**Dataset rows on where objects appear:**
"""

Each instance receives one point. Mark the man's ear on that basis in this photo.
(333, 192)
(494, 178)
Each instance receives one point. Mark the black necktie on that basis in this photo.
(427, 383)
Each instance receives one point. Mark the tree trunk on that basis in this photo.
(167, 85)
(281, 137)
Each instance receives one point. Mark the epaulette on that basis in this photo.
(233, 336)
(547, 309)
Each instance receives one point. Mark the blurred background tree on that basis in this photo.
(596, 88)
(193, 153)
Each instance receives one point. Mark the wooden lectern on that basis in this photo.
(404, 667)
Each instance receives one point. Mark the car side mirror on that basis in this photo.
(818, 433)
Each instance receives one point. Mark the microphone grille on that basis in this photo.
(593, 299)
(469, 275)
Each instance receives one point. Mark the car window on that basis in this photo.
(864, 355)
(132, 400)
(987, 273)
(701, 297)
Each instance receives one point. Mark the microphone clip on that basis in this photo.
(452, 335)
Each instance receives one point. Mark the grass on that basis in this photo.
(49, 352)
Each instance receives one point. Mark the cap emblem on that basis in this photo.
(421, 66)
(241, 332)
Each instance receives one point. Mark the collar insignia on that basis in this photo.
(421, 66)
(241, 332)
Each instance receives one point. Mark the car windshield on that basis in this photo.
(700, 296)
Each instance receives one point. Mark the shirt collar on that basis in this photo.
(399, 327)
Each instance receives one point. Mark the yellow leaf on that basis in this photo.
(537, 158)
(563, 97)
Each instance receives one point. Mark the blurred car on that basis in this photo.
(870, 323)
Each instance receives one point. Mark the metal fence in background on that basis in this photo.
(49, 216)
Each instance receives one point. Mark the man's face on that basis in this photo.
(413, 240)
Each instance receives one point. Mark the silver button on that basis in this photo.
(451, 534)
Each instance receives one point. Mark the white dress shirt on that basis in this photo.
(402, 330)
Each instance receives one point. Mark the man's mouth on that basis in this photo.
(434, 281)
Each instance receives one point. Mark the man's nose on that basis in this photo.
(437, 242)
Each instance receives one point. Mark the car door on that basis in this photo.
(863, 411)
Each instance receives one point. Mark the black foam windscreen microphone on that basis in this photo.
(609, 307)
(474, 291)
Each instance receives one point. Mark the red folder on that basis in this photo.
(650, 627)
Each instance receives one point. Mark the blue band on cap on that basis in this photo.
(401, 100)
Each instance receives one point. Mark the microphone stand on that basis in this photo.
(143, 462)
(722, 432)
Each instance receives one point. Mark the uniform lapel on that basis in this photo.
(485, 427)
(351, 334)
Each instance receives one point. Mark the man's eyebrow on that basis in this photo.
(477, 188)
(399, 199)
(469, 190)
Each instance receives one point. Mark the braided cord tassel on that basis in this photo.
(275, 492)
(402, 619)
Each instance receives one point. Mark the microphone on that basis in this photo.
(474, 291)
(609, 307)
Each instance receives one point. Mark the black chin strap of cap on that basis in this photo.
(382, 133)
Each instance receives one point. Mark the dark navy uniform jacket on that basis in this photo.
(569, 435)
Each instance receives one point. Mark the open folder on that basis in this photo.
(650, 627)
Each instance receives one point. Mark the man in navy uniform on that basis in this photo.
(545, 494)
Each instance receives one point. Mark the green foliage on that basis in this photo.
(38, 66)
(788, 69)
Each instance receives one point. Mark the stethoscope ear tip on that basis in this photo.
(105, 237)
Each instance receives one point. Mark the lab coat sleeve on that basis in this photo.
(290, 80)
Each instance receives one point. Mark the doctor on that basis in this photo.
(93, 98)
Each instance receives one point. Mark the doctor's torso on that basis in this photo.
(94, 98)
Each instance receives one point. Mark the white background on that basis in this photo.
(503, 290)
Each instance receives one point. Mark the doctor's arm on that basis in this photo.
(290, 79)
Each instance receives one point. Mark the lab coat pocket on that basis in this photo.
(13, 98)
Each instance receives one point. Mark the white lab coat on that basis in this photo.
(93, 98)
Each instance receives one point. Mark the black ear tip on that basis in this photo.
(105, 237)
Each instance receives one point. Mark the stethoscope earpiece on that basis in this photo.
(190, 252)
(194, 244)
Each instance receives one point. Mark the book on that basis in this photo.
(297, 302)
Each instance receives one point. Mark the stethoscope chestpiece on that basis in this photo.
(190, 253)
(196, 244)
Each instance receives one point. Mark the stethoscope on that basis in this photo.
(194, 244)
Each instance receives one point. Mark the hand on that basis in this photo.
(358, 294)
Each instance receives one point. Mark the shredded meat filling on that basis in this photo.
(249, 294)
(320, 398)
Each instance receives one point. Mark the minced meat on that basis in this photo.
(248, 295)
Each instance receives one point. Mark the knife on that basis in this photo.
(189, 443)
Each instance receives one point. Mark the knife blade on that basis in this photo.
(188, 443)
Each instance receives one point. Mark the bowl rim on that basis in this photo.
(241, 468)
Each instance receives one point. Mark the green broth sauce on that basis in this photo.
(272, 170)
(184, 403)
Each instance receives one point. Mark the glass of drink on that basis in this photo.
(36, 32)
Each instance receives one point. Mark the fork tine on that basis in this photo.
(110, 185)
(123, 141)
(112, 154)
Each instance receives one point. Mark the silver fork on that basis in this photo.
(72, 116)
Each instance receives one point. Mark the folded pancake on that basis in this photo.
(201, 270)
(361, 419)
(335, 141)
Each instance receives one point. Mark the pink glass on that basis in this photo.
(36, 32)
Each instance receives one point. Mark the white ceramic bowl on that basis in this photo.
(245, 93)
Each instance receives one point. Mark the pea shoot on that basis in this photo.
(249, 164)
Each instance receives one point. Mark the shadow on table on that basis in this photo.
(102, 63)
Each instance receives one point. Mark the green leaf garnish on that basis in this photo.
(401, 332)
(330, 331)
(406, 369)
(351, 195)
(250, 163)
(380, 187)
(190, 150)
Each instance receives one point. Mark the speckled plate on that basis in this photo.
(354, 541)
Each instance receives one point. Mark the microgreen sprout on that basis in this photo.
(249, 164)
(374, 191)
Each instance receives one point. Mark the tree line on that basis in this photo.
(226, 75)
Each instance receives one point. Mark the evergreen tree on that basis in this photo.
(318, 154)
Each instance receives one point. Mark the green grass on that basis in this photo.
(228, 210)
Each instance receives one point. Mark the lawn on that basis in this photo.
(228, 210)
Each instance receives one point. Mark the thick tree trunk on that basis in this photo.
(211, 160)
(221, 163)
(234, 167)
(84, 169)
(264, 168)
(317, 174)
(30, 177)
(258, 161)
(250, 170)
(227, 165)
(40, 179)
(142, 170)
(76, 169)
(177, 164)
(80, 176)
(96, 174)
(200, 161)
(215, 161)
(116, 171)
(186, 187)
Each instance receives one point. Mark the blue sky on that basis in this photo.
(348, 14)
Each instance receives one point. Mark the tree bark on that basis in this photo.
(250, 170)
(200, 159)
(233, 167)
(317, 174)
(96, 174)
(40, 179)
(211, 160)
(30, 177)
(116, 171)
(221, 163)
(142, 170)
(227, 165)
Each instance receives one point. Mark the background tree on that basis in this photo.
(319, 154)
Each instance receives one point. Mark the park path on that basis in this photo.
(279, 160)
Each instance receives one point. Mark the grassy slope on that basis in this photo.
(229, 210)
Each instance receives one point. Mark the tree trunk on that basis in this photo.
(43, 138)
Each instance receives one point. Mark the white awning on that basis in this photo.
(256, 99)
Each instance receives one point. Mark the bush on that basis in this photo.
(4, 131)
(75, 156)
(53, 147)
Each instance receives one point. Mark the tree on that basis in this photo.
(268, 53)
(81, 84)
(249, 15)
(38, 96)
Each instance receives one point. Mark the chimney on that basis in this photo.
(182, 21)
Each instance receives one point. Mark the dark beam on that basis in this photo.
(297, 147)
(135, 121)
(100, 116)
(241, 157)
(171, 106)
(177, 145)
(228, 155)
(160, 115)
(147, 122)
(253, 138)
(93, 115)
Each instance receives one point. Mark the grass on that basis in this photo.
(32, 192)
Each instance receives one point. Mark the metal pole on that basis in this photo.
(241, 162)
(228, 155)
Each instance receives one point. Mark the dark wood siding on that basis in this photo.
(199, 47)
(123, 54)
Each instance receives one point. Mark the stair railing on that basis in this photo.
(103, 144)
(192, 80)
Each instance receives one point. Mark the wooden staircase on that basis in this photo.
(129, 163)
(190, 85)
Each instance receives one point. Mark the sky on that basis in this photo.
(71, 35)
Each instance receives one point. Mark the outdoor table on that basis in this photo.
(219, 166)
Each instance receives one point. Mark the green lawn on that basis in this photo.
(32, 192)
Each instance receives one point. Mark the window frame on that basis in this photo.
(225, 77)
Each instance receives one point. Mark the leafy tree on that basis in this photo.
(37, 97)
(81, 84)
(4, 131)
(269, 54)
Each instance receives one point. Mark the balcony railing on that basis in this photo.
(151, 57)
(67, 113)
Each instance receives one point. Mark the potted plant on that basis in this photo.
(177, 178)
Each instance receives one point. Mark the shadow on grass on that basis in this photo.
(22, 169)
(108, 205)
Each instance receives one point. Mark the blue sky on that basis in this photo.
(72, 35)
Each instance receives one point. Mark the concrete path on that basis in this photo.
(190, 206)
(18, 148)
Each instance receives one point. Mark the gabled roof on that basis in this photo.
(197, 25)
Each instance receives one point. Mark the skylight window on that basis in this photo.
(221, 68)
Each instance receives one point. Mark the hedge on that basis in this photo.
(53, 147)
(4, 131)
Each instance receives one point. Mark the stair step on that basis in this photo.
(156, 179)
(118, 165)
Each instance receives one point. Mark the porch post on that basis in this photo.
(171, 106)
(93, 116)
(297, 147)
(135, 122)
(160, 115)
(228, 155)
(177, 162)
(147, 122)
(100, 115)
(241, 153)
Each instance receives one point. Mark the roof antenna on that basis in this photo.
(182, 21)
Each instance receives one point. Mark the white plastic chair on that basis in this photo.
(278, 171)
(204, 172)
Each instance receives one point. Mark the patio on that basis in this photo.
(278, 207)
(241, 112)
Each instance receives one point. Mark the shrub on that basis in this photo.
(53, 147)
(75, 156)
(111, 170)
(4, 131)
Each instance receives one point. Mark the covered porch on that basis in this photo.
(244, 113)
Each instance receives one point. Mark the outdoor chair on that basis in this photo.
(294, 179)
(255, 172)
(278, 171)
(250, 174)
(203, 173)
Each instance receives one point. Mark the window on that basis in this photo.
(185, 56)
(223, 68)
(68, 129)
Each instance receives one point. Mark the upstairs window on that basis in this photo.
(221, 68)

"""

**Task description:**
Exactly and only the lines from the line containing "Each instance receives one point. Mark the shrub" through the last line of the entries should be copied, both ends included.

**Answer to this task:**
Each instance receives one point. Mark the shrub on that basis in this photo.
(53, 147)
(75, 156)
(111, 170)
(4, 131)
Each instance receives one point. Mark the covered porch on that basis in this photo.
(244, 113)
Each instance receives one point. Mark the outdoor chair on that basis in this photo.
(294, 179)
(255, 172)
(278, 171)
(250, 174)
(203, 173)
Each instance receives one point. Mark the window on that basis in this photo.
(185, 56)
(223, 68)
(68, 129)
Each instance receives one point. Mark the upstairs window on that basis in this photo.
(221, 68)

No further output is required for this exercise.